### MATERIALS PROVIDED
▼
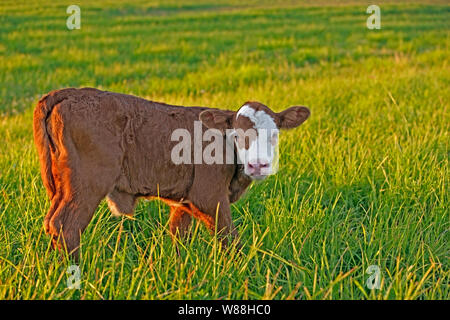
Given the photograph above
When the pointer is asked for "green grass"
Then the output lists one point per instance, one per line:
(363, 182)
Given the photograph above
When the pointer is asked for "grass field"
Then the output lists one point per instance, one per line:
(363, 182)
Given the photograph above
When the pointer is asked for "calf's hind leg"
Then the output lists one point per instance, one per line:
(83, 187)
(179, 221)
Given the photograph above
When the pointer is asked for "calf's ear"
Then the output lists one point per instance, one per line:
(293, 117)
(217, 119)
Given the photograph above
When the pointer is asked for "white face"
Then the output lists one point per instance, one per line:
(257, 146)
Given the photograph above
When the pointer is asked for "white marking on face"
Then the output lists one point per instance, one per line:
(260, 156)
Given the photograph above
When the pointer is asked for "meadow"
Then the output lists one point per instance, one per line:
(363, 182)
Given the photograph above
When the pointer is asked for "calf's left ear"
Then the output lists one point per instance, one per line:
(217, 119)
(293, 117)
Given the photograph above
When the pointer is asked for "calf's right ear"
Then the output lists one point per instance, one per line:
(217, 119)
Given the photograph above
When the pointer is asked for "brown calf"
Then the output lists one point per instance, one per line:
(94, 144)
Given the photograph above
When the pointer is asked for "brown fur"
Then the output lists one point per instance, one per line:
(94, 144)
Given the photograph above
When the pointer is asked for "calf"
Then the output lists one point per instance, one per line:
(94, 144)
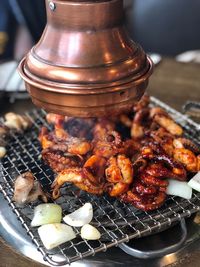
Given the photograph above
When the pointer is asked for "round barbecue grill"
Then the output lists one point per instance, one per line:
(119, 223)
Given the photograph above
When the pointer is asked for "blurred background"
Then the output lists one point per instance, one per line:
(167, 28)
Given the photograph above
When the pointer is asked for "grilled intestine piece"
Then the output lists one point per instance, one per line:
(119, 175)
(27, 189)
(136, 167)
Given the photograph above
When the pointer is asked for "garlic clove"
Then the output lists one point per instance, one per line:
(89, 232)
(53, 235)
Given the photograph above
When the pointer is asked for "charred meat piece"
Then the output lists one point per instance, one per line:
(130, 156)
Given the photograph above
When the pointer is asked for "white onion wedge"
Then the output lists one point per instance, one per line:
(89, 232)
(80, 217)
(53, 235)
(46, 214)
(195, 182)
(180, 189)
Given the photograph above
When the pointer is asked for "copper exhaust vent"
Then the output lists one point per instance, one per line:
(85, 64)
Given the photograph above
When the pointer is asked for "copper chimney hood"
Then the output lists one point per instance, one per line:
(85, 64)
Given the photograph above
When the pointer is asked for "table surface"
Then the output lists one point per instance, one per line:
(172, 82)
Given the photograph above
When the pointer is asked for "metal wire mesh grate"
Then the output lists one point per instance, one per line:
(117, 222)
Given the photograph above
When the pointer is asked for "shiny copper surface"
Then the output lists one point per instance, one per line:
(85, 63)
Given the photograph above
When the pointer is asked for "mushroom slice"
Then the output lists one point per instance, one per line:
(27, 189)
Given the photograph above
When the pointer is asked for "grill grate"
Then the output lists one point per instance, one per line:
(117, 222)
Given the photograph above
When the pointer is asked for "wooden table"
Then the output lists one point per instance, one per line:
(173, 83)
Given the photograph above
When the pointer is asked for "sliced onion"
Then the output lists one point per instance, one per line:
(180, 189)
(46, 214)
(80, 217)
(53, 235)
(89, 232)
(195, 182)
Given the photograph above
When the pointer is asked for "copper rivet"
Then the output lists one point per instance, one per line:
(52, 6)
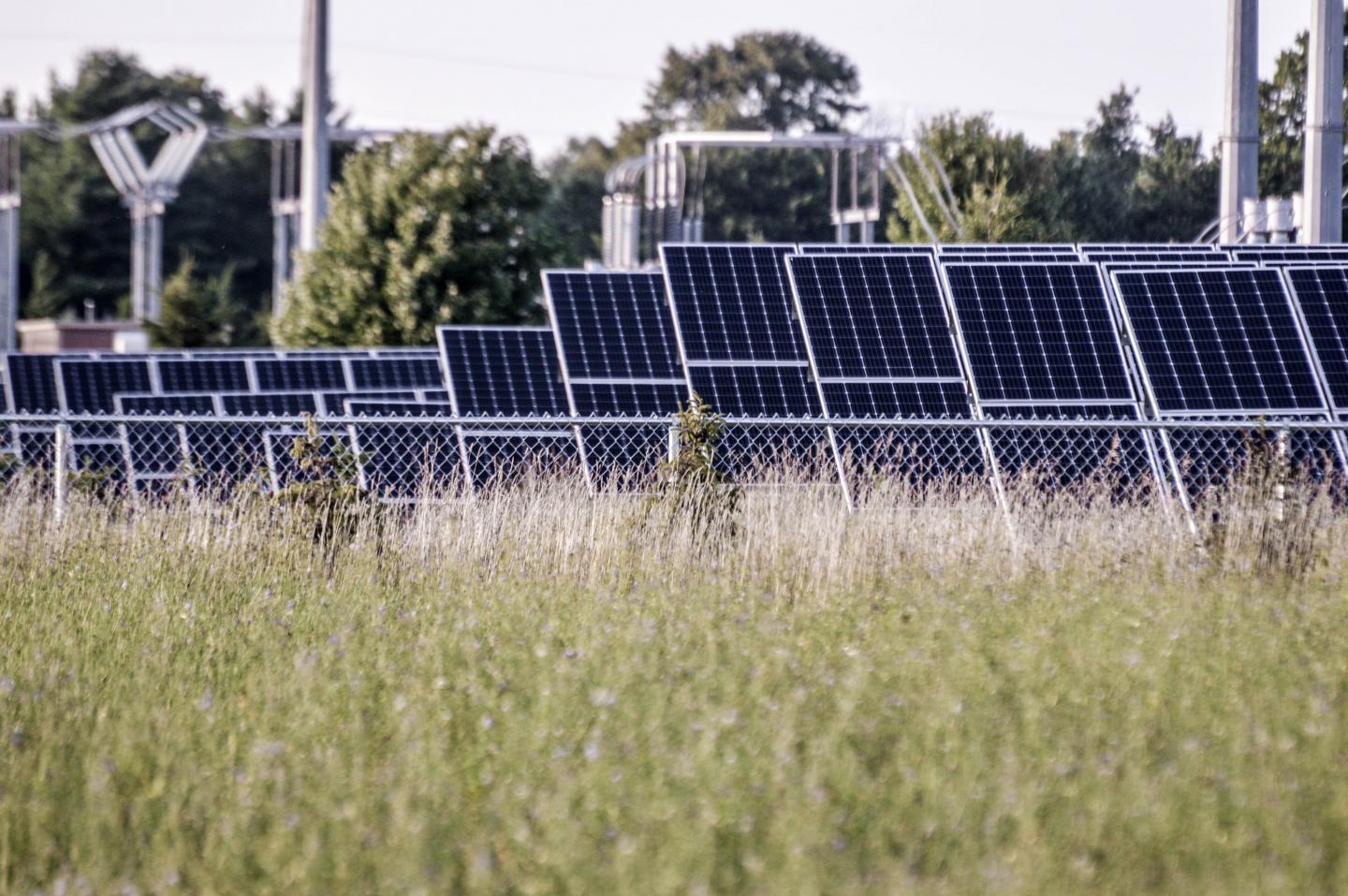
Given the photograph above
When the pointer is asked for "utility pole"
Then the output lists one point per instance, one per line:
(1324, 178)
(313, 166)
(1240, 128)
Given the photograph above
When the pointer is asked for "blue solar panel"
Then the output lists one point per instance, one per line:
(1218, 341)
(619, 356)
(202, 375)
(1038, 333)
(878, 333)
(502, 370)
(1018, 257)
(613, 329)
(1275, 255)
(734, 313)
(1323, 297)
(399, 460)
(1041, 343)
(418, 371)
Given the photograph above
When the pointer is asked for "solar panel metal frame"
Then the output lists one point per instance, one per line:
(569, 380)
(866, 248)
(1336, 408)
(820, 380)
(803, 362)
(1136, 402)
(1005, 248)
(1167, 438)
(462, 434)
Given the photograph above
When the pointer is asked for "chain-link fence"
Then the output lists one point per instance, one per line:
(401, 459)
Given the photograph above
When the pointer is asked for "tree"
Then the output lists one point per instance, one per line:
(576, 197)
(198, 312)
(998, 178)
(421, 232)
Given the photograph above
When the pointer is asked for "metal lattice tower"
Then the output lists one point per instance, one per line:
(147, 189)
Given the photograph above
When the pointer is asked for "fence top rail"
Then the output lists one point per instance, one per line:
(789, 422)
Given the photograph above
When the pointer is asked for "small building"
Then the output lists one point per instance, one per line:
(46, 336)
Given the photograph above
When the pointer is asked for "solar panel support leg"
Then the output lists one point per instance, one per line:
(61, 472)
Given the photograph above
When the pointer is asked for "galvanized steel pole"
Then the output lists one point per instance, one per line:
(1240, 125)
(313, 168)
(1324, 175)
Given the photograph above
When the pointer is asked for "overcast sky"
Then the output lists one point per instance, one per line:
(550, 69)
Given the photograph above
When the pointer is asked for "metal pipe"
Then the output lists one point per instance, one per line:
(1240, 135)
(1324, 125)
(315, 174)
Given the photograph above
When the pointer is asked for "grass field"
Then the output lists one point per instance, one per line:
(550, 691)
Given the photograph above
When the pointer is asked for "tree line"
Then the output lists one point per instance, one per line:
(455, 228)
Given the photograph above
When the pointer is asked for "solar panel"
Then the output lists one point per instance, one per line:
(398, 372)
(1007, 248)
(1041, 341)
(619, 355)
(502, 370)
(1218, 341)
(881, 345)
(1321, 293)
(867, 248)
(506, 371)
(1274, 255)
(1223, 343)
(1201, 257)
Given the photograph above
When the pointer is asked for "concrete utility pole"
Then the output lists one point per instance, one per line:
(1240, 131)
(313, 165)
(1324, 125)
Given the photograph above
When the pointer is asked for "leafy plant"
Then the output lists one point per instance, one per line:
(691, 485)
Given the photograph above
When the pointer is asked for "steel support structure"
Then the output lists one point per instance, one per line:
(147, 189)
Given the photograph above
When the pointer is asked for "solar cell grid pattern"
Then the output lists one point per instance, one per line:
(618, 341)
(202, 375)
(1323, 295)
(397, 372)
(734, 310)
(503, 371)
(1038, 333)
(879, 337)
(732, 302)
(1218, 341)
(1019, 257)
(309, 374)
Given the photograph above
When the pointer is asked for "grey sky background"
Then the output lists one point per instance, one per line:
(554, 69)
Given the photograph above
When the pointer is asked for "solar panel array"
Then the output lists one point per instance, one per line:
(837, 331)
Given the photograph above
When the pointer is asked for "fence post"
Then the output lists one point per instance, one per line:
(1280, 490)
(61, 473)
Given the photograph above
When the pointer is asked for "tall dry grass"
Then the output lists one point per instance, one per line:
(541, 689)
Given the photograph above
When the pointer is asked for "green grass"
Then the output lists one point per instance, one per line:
▲
### WORK INSTRUCTIONS
Extract each line of the listing that contains the string "brown", copying every such line in full.

### OUTPUT OF THE EXERCISE
When the pointer is asked for "brown calf"
When the pointer is asked for "brown fur"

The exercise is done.